• WORK TO COMPLETE
Beginning with the line where "Drop a point on every instance of the staircase" appears, repeat every remaining line of the entries exactly, the last line included.

Items from a dataset
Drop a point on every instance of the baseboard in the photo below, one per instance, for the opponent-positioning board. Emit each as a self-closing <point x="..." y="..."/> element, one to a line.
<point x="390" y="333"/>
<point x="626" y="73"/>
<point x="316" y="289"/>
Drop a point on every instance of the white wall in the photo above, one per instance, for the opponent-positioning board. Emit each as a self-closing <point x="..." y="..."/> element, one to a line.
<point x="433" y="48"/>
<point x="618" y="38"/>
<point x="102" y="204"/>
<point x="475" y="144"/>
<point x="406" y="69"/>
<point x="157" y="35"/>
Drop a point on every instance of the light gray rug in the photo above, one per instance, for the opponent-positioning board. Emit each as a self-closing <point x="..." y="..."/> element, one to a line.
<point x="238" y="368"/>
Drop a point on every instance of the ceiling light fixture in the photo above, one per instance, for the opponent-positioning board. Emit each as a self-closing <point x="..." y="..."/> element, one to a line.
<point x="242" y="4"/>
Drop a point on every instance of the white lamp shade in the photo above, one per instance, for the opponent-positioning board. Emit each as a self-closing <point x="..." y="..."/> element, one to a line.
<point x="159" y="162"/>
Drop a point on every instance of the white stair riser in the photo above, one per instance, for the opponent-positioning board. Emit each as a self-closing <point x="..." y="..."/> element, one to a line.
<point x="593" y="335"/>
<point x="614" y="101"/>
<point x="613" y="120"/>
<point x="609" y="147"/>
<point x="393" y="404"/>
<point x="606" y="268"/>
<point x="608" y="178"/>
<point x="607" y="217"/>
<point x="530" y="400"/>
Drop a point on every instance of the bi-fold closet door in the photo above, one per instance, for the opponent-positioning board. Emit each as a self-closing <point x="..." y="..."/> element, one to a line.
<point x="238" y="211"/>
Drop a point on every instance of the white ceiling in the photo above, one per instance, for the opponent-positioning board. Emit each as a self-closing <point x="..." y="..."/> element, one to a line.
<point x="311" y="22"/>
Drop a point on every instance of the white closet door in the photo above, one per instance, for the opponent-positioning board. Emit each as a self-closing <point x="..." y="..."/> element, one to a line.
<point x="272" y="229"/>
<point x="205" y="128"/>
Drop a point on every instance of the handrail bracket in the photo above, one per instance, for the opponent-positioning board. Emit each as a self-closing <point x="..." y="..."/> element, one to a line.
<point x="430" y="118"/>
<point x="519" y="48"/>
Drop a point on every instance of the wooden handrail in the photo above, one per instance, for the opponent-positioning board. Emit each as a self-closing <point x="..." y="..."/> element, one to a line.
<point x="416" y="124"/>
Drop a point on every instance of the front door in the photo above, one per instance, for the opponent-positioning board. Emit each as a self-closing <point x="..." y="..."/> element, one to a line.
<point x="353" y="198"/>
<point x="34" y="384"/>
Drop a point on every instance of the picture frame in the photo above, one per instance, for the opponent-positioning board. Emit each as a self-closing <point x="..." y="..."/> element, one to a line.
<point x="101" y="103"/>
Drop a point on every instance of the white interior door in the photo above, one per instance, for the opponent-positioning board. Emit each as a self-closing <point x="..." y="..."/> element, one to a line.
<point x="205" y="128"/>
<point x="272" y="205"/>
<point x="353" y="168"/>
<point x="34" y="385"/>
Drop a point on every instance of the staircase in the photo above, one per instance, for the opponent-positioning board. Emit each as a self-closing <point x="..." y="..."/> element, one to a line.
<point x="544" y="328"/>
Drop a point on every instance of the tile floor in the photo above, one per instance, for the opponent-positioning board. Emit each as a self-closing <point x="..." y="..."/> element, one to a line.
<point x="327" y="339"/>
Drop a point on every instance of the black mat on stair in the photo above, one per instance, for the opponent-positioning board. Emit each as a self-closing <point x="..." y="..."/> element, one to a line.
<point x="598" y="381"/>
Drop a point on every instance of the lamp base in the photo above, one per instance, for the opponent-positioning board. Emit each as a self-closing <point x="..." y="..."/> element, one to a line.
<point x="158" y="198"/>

• ANSWER TO THIS TASK
Drop a point on every instance of the staircase in the photo above, one per instance, for the opponent-positioning board. Emit each as a self-closing <point x="..." y="..."/> element, one to a line.
<point x="544" y="328"/>
Drop a point on every instance of the tile floor in the photo above, one per instance, for the opponent-positioning board. Emit each as a self-closing <point x="..." y="..."/> element, one to a line.
<point x="327" y="339"/>
Drop a point on every instance of the black mat on stair in the photo above, one per instance, for the opponent-positioning board. Emit each as a self-closing <point x="..." y="..."/> element, one to a line.
<point x="598" y="381"/>
Drop a point on every instance of the lamp base in the photo above, one per instance, for the opponent-positioning board. Emit each as a self-closing <point x="..." y="..."/> element, one to a line.
<point x="158" y="198"/>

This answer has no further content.